Selected extract =
────────────────────────────────────────
Since the full Bitcoin transaction history is public, is it possible to calculate the values that all currently held Bitcoins were acquired at (in USD). For example, if a Bitcoin has been held since Jan 11, 2011, then it was acquired when the exchange rate was $0.32. But if a bitcoin was acquired today, then its acquisition price was ~$7000 (today is a bad example because it was so volatile).

If so, I was wondering if anyone could point me in the right direction? I know I would need to parse the full transaction log, but I'm not sure:

1) Are there timestamps on the individual transactions? If not, what is the best way to infer the transaction date? Just using the block number?

2) Is it easy to identify transactions for the various exchanges (Coinbase, etc)? How would I do this?

3) I am assuming I can find the historical exchange rates somewhere, but if anyone can point me to this, it would also be helpful!

Any other advice? Thanks! I am new to Bitcoin, but very interested in learning more.

1 Answer 1


You cannot do this for a number of reasons.

  1. Bitcoin is mined - There are many bitcoin around that have never passed through an exchange (all of Satoshi's, for instance). Since they've never been traded, you can't find any trade data for them

  2. Exchanges operate offchain - You cannot link an onchain transaction to an offchain trade and its price easily. Many people only withdraw when moving between exchanges, or to cold storage. This could mean that they traded BTC months/years ago, but an onchain transaction only appeared yesterday

  3. Onchain transactions don't have to be from exchanges - Transactions could simply be moving money between the user's own wallets, or exchanging for other goods/coins. Once again, you can't look at a transaction and know what it's for.
────────────────────────────────────────
Data section =
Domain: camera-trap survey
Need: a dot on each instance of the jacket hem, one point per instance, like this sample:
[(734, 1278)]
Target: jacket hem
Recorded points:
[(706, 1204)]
────────────────────────────────────────
Problem statement =
Reproduce the Bitcoin acquisition-price discussion above, everything from "2) Is it easy" down to "also be helpful!".

Answer below =
2) Is it easy to identify transactions for the various exchanges (Coinbase, etc)? How would I do this?

3) I am assuming I can find the historical exchange rates somewhere, but if anyone can point me to this, it would also be helpful!